**Records of labeled points:**

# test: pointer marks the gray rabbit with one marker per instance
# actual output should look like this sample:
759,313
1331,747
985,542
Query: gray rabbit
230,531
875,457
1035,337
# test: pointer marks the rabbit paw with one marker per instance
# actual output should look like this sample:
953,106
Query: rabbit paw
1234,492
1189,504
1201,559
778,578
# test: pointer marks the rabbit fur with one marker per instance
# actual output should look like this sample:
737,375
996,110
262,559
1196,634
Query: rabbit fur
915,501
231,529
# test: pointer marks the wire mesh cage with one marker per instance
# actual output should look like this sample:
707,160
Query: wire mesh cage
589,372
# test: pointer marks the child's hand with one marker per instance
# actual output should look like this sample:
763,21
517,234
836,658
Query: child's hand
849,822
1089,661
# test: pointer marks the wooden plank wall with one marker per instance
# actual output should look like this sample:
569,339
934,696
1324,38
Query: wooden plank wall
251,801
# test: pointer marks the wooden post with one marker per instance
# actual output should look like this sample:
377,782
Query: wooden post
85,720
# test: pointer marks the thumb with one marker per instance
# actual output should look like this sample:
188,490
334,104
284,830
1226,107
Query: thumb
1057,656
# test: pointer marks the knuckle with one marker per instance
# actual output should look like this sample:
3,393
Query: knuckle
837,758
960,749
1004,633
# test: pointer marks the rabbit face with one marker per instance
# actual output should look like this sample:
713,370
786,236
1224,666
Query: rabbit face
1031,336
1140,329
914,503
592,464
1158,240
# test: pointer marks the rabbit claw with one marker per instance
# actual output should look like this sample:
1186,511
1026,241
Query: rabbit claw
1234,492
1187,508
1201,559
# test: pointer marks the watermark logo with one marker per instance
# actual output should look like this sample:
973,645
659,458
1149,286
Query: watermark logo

**TO DO:**
Retype all of the records above line for line, without changing anything.

**FINAL RESULT:**
# test: pointer marks the gray rabbit with one marker per instance
# actual output should look like this sample:
759,313
1331,747
985,542
Query: gray rabbit
230,531
875,457
1035,337
# test: pointer marks the rabbit paw with one marker per instance
# actual output should look like this sample:
953,106
Query: rabbit paw
1234,492
1189,504
1201,559
778,578
# test: pointer marks the rabbit fur with one marker per instance
# actual output should look like this sample:
737,375
996,110
262,559
1196,634
Query: rabbit fur
915,501
231,529
# test: pointer marks the wire mesh cage with one marker per instance
# actual output should look like this sample:
707,160
Query: wire mesh cage
589,372
# test: pointer marks the child's hand with one marker per instance
# actual output should look like this sample:
763,21
517,234
836,658
Query: child's hand
849,822
1089,661
# test: pointer marks the wooden plank wall with one marker per instance
# actual output should look like this sample:
569,339
934,696
1324,38
Query: wooden plank wall
251,801
# test: pointer marks the wooden post with one marker per instance
# actual output should look like this sample:
377,782
Query: wooden post
85,720
# test: pointer marks the thumb with one marker per instance
# actual output should look like this sample:
188,490
334,104
284,830
1226,107
Query: thumb
1057,656
# test: pointer marks the knuckle with one marker per instance
# actual output should look like this sample:
3,393
Query: knuckle
837,758
960,749
1004,633
# test: pointer marks the rabbit face with one marker per instance
# actual output should look like this sample:
713,370
786,236
1224,666
Query: rabbit face
1031,336
1140,329
914,503
592,464
1158,240
# test: pointer marks the rabbit claw with one marker per instance
# actual output should look like this sample:
1186,511
1026,241
Query: rabbit claw
1234,492
1187,508
1201,559
# test: pointer marks the watermark logo with one marker per instance
# actual output should look like this sample:
973,645
659,458
1149,286
Query: watermark logo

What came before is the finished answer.